> **PROVIDED TEXT**:
-- -- --

In Bolagsupplysningen and Ilsjan, the ECJ dealt with which courts have jurisdiction to rule on an application for rectification or deletion of online comments. The court stated that since the rectification and deletion of Internet information may be done from one jurisdiction with effects worldwide such a request could not be brought before the courts of each Member State (Para. 48). Thus, the court establishes that such application could only be brought before the same courts as those that had been granted jurisdiction to hear the merits of the case for full compensation of the damage.

6. Thus, in the Gtflix case the court is asked to delimitate between the action seeking compensation for the damage caused by content placement and the action asking for the rectification and removal of the content placed online. First, the court sets out that the courts with jurisdiction to rule regarding the rectification of information and the removal of content placed online are either the courts of the place of establishment of the publisher of the content or the courts where the victim has its “centre of interests” (Para. 33). The centre of interests must be understood as the place where his reputation is most firmly established, determined by reference to the place where it carries out the main part of his economic activities (Bolagsupplysningen, Para. 41). Thus, this forum confers no jurisdiction to French courts since there is no connection with the French territory: the place of establishment of the publisher is in the Czech Republic and the victim’s centre of interests leads to Hungary.

7. Second, the ECJ analyses the compensation of the harm produced by those comments. In this regard, the court considers that although these two actions are based on the same facts, their purpose, cause and divisibility are different, and therefore there is no legal necessity that the two actions be examined jointly by a single court (Para. 36). Thus, a person who considers that he or she has suffered damage must always be able to bring proceedings before the courts of the place where the damage occurs (Para. 42). In particular, the court argues that offering such a forum, as a place of manifestation of the damage, contributes to the sound administration of justice, when the applicant’s centre of interests cannot be identified (Para. 39). According to this, the plaintiff may claim the compensation for the damage resulting from the placement of content online before the courts of each Member State in which those comments are or were accessible; these courts shall provide compensation only for the damage suffered in that particular Member State, even though those courts do not have jurisdiction to rule on the application for rectification and removal (Paras. 30 and 43). Finally, the court does not impose additional conditions to this accessibility rule, and it rules out the application of the “direction of activities” criterion of art. 17(1c) of the Brussels I bis Regulation (Para. 41).

8. Third, the ECJ does not mention the narrower recent interpretation of the “centre of interests” in Mittelbayerischer Verlag KG v SM (Case C-800/19), where the ECJ had to deal with a dispute between a Polish national residing in Poland who claim a harm against the German editor of a website who published an article, which included the expression “Polish extermination camp of Treblinka”. The Polish person was not mentioned directly but the article, written in German, could be consulted in Poland. The Court stated that since the claimant was neither mentioned by name nor indirectly identified as an individual, the attribution of jurisdiction to the courts of the place where that person’s centre of interests is situated would undermine the predictability of the rules of jurisdiction (Para. 37). In addition, the court argues that that rule must be interpreted strictly as a derogation from the principle of the defendant’s domicile rule (Para. 38).

-- -- --

> **EXERCISES**:
#1 Answer these questions from the commentary on the Gtflix case, labeling each answer with its letter.
(a) In the Gtflix case, in which country is the publisher of the content established?
(b) Which criterion of art. 17(1c) of the Brussels I bis Regulation does the court rule out applying?
(c) What expression was included in the article at issue in Mittelbayerischer Verlag KG v SM?
#2 Turn the paragraph of the commentary on the Gtflix case numbered 6, which begins "Thus, in the Gtflix case", into a short bulleted list that keeps its main facts.
#3 Write what comes next in the commentary on the Gtflix case, continuing after its final paragraph.

-- -- --

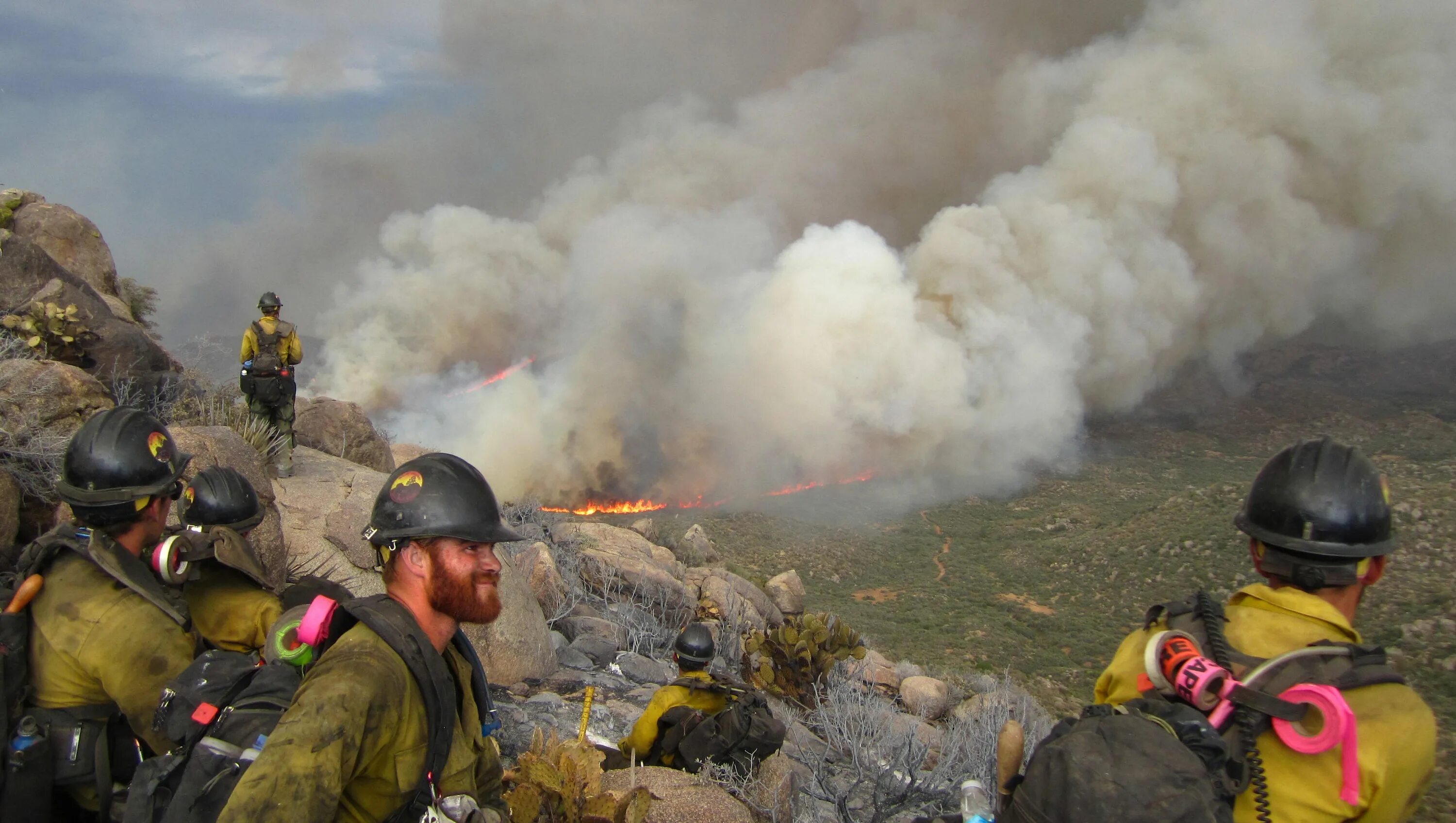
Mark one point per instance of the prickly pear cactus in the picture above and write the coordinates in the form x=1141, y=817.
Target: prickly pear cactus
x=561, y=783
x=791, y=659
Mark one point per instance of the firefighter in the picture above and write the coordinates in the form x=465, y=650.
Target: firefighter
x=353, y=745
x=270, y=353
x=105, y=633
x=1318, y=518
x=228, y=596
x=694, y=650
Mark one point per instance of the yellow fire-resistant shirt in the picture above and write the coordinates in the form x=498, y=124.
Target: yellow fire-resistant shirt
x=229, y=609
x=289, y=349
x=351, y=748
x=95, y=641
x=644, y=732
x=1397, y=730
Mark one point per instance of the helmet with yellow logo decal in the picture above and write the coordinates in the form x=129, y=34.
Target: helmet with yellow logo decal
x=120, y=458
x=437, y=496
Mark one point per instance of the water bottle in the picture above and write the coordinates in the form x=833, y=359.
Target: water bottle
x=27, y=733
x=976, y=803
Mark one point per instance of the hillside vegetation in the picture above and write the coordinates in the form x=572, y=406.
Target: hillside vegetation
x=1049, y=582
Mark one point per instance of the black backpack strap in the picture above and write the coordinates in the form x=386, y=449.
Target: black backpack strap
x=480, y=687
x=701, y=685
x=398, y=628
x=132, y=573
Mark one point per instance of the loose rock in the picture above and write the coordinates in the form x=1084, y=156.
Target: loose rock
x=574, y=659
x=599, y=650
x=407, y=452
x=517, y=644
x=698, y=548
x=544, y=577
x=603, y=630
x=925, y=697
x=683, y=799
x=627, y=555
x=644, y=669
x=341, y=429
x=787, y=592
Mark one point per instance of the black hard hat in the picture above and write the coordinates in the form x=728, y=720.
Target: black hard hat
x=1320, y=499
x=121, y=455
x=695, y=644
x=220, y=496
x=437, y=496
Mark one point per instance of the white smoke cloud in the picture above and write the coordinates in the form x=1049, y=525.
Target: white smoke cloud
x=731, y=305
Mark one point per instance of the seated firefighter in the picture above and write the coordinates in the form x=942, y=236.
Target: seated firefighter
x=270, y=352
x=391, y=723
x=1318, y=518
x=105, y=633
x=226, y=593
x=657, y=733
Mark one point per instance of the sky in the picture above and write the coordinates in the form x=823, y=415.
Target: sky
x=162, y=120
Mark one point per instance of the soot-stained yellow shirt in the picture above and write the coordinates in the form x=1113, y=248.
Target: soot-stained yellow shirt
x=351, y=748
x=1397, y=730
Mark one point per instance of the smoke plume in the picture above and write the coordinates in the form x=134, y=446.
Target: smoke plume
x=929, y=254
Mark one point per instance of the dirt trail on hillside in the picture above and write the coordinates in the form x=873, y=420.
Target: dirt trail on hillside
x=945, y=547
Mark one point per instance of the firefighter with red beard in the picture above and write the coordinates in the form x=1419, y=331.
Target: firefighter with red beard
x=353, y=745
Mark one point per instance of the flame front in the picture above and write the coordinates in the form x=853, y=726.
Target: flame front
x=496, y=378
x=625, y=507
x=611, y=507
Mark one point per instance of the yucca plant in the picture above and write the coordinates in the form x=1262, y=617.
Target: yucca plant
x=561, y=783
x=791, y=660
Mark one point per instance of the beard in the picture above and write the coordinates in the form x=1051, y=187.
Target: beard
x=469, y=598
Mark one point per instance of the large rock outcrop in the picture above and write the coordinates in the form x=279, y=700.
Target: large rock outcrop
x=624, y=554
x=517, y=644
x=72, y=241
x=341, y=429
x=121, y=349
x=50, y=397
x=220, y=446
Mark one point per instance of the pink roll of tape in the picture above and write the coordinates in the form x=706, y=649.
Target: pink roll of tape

-- -- --

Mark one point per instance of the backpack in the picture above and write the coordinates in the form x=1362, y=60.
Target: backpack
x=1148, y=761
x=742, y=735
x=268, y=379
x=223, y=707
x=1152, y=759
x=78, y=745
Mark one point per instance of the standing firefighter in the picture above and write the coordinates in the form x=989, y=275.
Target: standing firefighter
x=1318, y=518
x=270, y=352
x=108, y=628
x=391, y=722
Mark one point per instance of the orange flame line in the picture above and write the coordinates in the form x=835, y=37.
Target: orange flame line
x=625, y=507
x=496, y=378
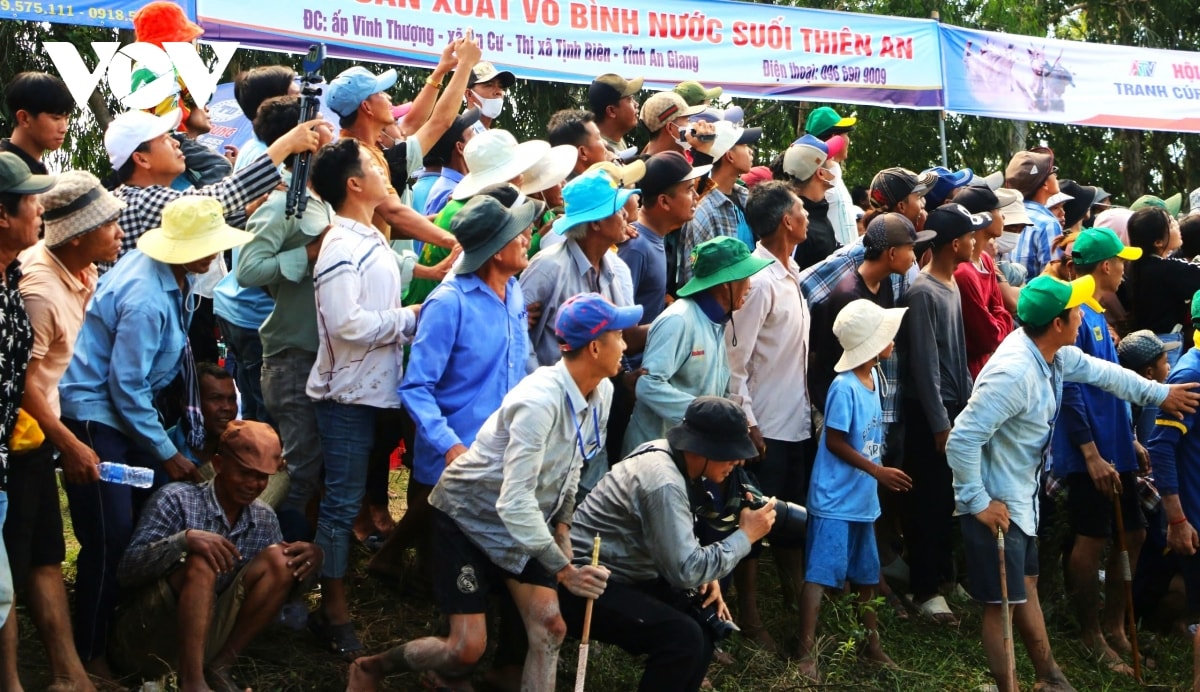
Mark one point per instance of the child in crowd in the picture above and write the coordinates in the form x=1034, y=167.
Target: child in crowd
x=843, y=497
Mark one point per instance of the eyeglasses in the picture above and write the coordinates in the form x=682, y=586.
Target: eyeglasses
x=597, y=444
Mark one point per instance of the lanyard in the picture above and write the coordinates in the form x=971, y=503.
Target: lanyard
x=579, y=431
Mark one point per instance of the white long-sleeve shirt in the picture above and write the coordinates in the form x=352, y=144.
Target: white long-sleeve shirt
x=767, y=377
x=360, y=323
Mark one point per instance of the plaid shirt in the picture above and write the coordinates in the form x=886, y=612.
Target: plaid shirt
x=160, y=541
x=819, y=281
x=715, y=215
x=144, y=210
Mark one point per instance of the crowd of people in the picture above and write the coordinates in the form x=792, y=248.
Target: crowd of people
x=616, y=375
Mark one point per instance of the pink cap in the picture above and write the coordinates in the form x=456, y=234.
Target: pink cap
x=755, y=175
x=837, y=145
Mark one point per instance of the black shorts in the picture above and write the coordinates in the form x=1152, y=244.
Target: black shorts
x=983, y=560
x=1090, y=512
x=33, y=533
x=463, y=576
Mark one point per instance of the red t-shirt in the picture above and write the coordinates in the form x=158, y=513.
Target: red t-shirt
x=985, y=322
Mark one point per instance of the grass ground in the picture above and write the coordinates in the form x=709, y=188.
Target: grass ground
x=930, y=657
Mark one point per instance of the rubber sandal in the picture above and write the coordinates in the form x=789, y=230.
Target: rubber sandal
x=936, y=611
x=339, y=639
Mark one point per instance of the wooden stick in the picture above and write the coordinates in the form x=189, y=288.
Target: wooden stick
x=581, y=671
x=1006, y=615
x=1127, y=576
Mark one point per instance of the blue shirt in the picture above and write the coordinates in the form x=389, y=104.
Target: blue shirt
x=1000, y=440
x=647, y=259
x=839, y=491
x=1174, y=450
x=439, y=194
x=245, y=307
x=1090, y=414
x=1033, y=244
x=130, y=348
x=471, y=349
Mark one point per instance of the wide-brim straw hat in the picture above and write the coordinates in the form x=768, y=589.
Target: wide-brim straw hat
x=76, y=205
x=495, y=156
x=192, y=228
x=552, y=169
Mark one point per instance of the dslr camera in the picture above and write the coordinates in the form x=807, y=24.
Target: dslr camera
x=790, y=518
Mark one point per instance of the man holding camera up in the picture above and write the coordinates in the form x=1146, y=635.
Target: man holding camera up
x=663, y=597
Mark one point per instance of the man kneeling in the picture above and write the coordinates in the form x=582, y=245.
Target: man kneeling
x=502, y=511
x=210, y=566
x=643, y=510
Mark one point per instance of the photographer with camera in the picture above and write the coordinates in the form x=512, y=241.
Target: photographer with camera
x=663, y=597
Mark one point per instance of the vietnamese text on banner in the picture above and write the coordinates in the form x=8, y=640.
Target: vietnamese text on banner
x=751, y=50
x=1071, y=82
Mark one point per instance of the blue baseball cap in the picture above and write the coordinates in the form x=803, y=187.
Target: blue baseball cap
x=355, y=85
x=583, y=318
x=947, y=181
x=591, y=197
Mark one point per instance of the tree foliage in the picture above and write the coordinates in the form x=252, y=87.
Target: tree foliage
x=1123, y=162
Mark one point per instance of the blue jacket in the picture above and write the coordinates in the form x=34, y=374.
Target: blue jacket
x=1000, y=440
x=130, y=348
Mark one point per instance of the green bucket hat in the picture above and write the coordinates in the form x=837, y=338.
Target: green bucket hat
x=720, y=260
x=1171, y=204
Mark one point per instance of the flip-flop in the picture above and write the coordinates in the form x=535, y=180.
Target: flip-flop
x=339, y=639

-- -- --

> **REPLIES**:
#1
(a) The Czech Republic.
(b) The "direction of activities" criterion.
(c) "Polish extermination camp of Treblinka."

#2
- The court is asked to distinguish an action seeking compensation for damage caused by placing content online from an action seeking rectification and removal of that content.
- Rectification of information and removal of online content fall under the jurisdiction of either the courts where the publisher of the content is established or the courts where the victim has its "centre of interests" (Para. 33).
- The centre of interests is the place where the person's reputation is most firmly established, determined by where the main part of its economic activities is carried out (Bolagsupplysningen, Para. 41).
- This forum gives French courts no jurisdiction, because the case has no connection with French territory: the publisher is established in the Czech Republic, and the victim's centre of interests leads to Hungary.

#3
9. Four, as it has been pointed out (M. Buzzoni, “CJEU Adds a New Piece to the “Mosaic” in Gtflix Tv”, EAPIL, 13 January 2022), the Court does not follow AG Hogan, who argues that under French law, disparagement does not fall within the scope of infringement of rights relating to the personality but rather belong to unfair competition rules (Para. 96). As a consequence, the AG argues that the place of the harm should be delimited in the place where the market affected by the anticompetitive conduct is, that is in the Member State on whose territory the alleged damage is purported to have occurred (Para. 99). More precisely, this implies that in order for those courts to have jurisdiction it is necessary “that the claimant can demonstrate that it has an appreciable number of consumers in that jurisdiction who are likely to have access to and have understood the publication in question”. Obviously, should the court had followed this interpretation, it would have led to a narrower interpretation of art. 7(2). Instead, the court situated this action within the Internet, defamation framework case-law and applied the accessibility criterion. Here, one may argue that in order to characterize the action, a lex-fori characterization was not the right solution but that the AG should have taken an autonomous one, where the principles and objectives of the Brussels I bis Regulation are considered as well as its systematic framing (See, e.g., R. Arenas García, “La distinción entre obligaciones contractuales y obligaciones extracontractuales en los instrumentos comunitarios de Derecho internacional privado”, AEDIPr, t. I, VI, 2006, 403-425, p 407). This would situate the action within the particular case-law of the ECJ. In any case, it remains to be seen whether future judgments will consider if the judgment in Gtflix has had as unwanted effect the extension of the mosaic theory to the area of infringements of economic rights (M. Buzzoni, CJEU Adds a New Piece to the “Mosaic” in Gtflix Tv”, EAPIL, 13 January 2022).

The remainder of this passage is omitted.